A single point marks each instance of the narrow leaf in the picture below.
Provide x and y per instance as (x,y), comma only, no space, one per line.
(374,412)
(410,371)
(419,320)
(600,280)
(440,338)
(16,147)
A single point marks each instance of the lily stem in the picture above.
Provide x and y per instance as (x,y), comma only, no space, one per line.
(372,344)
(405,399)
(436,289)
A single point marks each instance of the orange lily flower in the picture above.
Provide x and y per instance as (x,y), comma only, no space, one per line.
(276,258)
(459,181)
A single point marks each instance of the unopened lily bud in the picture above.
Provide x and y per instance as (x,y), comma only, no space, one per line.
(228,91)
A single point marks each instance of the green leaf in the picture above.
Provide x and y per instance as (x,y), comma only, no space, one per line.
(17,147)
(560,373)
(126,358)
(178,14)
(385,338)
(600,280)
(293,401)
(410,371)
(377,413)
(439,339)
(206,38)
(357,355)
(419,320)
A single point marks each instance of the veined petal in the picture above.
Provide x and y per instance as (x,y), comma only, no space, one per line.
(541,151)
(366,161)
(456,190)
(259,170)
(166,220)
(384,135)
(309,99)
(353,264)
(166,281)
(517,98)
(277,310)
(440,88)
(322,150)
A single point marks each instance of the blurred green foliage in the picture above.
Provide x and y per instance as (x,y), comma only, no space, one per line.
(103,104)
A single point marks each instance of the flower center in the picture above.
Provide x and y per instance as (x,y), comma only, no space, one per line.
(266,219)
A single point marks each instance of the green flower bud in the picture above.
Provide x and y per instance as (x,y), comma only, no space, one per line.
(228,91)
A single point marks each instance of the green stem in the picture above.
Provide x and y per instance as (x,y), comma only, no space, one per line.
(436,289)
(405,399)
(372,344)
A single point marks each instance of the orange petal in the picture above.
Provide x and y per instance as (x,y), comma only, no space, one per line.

+---+

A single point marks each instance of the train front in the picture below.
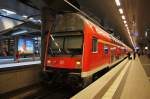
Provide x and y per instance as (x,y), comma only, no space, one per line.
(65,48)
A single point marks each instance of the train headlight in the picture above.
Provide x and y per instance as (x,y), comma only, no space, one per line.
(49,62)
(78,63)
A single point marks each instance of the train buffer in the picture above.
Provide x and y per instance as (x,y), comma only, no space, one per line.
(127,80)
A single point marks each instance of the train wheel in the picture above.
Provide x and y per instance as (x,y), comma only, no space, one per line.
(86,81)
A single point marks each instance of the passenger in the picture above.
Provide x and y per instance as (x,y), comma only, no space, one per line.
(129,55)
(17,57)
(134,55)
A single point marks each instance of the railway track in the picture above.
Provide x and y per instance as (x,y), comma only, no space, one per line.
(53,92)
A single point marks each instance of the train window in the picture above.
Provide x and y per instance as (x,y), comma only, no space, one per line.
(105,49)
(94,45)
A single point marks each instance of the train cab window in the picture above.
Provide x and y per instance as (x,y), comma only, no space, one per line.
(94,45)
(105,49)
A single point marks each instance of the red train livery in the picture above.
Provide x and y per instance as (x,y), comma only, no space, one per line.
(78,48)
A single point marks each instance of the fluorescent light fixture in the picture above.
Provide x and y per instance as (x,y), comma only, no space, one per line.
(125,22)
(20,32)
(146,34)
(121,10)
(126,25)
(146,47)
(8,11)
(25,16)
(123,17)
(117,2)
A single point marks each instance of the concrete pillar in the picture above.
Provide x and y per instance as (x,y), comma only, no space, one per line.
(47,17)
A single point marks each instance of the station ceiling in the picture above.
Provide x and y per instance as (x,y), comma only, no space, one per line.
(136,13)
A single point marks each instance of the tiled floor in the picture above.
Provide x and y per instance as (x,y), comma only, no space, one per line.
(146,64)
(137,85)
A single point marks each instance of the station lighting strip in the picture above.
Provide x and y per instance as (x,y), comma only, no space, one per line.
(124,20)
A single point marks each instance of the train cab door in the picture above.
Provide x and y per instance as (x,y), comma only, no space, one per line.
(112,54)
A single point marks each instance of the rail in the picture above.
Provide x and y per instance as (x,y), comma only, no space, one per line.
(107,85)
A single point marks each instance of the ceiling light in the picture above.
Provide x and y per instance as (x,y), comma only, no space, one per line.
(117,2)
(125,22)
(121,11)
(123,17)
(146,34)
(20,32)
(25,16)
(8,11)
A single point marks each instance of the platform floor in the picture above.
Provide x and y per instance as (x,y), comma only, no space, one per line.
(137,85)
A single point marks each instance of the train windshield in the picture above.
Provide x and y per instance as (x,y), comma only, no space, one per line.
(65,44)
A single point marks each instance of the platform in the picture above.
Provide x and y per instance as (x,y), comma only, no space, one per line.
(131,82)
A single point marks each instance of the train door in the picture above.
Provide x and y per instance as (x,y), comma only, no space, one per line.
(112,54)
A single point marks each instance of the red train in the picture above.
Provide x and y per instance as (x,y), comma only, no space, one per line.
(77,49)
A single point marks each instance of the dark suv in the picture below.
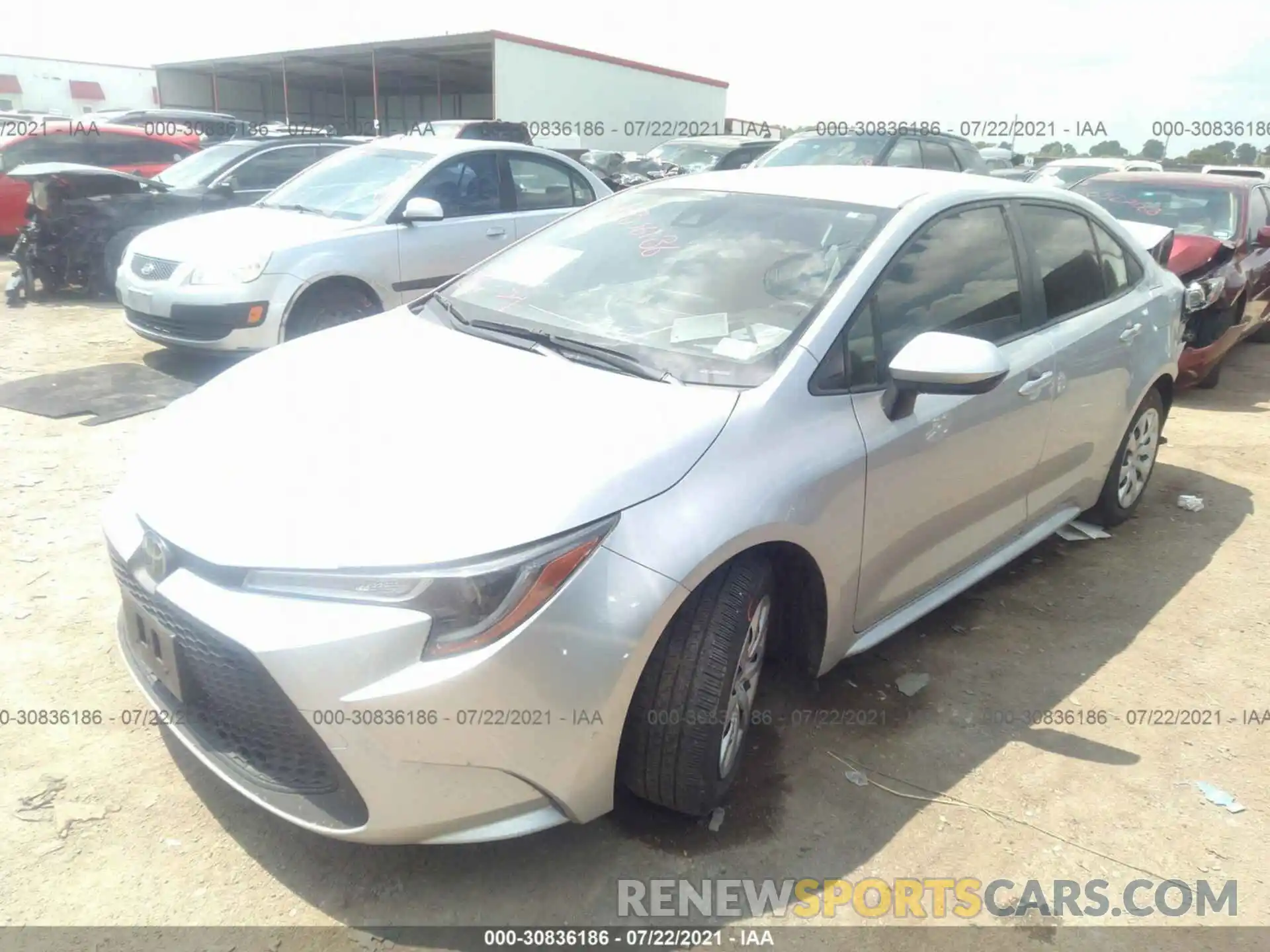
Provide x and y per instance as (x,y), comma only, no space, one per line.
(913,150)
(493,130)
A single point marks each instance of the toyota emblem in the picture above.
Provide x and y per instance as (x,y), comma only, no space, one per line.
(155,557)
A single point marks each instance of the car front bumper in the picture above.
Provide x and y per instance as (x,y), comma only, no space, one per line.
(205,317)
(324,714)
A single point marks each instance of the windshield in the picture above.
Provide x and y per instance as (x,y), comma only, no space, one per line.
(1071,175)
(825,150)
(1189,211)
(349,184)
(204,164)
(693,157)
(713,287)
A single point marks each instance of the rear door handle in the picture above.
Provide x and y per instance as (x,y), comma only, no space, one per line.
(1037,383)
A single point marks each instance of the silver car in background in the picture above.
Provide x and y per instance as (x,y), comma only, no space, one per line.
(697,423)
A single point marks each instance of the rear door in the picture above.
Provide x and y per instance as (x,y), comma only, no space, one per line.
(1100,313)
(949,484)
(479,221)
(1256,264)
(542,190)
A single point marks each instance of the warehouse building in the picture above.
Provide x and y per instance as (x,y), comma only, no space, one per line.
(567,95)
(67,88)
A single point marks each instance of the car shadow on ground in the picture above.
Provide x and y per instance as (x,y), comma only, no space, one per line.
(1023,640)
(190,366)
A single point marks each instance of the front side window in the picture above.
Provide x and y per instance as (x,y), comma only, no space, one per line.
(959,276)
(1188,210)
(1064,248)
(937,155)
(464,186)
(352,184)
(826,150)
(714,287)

+---+

• WHAT YOU HAVE TO DO
From the data above, gather every line that includes the word "ceiling".

• EXPECTED OUTPUT
A single point marks each instance of the station ceiling in the picture above.
A single point marks each instance of the ceiling light in the picture above.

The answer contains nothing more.